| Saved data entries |
▽

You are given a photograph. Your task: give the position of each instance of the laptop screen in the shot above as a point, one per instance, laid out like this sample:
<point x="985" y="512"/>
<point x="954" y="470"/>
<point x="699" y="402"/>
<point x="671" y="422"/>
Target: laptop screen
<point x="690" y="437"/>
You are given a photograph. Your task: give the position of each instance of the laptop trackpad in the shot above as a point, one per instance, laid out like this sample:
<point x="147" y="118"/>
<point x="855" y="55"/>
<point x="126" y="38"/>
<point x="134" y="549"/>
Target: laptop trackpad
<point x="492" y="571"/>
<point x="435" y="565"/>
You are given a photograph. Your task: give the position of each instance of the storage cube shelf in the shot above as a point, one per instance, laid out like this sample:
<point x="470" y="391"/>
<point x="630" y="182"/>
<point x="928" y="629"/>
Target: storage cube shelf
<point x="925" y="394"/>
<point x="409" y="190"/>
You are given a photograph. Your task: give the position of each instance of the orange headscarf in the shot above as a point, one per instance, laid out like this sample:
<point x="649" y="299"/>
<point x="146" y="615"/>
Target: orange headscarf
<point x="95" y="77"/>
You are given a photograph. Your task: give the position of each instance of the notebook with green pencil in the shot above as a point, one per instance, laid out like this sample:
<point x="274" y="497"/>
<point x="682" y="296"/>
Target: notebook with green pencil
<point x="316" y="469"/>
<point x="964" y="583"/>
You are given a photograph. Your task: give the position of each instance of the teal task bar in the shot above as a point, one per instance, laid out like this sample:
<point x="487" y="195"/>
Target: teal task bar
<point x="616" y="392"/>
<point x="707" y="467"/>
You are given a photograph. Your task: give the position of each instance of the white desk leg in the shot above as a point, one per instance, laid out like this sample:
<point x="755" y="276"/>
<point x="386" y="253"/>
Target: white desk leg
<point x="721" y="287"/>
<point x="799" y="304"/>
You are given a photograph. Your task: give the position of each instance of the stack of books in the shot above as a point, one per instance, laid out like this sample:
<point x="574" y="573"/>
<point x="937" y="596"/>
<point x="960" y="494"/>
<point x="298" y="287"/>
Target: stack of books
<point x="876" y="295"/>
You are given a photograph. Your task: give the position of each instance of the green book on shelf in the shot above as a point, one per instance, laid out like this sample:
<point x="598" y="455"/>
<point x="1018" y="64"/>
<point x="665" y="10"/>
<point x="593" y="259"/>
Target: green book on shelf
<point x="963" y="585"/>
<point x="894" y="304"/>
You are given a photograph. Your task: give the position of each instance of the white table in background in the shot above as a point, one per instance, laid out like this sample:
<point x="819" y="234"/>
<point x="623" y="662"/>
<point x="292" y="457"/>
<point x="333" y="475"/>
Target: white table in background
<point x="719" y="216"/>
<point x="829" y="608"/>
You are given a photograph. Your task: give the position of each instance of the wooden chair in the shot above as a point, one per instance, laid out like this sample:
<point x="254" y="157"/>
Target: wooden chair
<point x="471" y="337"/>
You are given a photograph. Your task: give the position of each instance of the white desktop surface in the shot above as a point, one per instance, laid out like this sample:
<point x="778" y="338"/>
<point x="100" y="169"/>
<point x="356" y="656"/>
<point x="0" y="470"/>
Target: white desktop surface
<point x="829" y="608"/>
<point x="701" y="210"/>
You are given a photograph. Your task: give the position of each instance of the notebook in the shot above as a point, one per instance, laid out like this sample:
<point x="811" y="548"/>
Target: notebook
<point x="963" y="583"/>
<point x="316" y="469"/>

△

Each entry must be reproduced exactly, with nothing added or dropped.

| Answer space |
You are given a photograph. Your task: give the position of each instance of the laptop screen in the shot above as a point, one per instance, laid out like this sample:
<point x="985" y="512"/>
<point x="954" y="470"/>
<point x="699" y="402"/>
<point x="671" y="422"/>
Target: laptop screen
<point x="690" y="437"/>
You are given a photograph. Your task: give the position of each instance of the laptop trackpad in the shot above as a point, one per instance, laid out like this sample:
<point x="147" y="118"/>
<point x="855" y="55"/>
<point x="126" y="38"/>
<point x="134" y="549"/>
Target: laptop trackpad
<point x="492" y="571"/>
<point x="435" y="565"/>
You are given a photograph. Your task: give the position of each instance of the storage cube shelf in the shot above as a point, one per instance, laid out like this sample:
<point x="470" y="391"/>
<point x="630" y="182"/>
<point x="928" y="629"/>
Target: storage cube shelf
<point x="925" y="394"/>
<point x="409" y="190"/>
You are given a photograph. Your task: give the position of each instance of the orange headscarf in the shot above as a point, one per instance, laid out like this sample:
<point x="649" y="299"/>
<point x="146" y="615"/>
Target: orange headscarf
<point x="95" y="77"/>
You are given a photograph. Your task: give the position of each instance of the notebook with green pencil in the shot above as a point, one per instance, laid out like this sample:
<point x="274" y="497"/>
<point x="682" y="296"/>
Target: notebook with green pencil
<point x="316" y="469"/>
<point x="964" y="583"/>
You are given a photograph. Your task: give the position of each instance of the teal task bar in the shot above as a point, one per instance, laid out like this sample:
<point x="487" y="195"/>
Target: teal task bar
<point x="616" y="392"/>
<point x="707" y="467"/>
You are given a photograph. Your task: give the position of each instance of the white desk leg in the shot above as a point, one per instance, laid out like this sample:
<point x="755" y="276"/>
<point x="386" y="253"/>
Target: white desk leg
<point x="721" y="287"/>
<point x="799" y="304"/>
You are given a photograph. Your task: give the position of each instance of the stack of books in the shot above as a point, one per instance, laid out like this sample:
<point x="574" y="573"/>
<point x="937" y="596"/>
<point x="960" y="494"/>
<point x="298" y="287"/>
Target: stack of books
<point x="876" y="295"/>
You are given a photograph. Your task: give the position of each instance of the green book on shelf in the shot above as a point, one per instance, laid out like this sample:
<point x="598" y="455"/>
<point x="1018" y="64"/>
<point x="665" y="10"/>
<point x="593" y="259"/>
Target: green book on shelf
<point x="963" y="585"/>
<point x="894" y="304"/>
You are given a photograph. Your task: give the position of each instance of the white table in background in the shot above as a point, one per instance, laid out like this sample:
<point x="819" y="234"/>
<point x="623" y="662"/>
<point x="292" y="457"/>
<point x="333" y="475"/>
Target: white table in background
<point x="719" y="216"/>
<point x="829" y="608"/>
You are given a photograph. Your task: give the position of each instance of the wooden chair in the shot above as a point, one per instance, laid out like this sample:
<point x="254" y="157"/>
Target: wooden chair
<point x="471" y="337"/>
You are given a photograph. Your task: give the position of each instance of the white desktop surface in the shot above as a point, one per instance, laid out like this sample:
<point x="778" y="338"/>
<point x="100" y="169"/>
<point x="356" y="656"/>
<point x="0" y="470"/>
Target: white desktop surface
<point x="829" y="608"/>
<point x="701" y="210"/>
You are given a photograph. Your task: give the position of each instance of the notebook in the shot above as a point, one per instance, laid out like this sample:
<point x="811" y="548"/>
Target: notebook
<point x="963" y="583"/>
<point x="316" y="469"/>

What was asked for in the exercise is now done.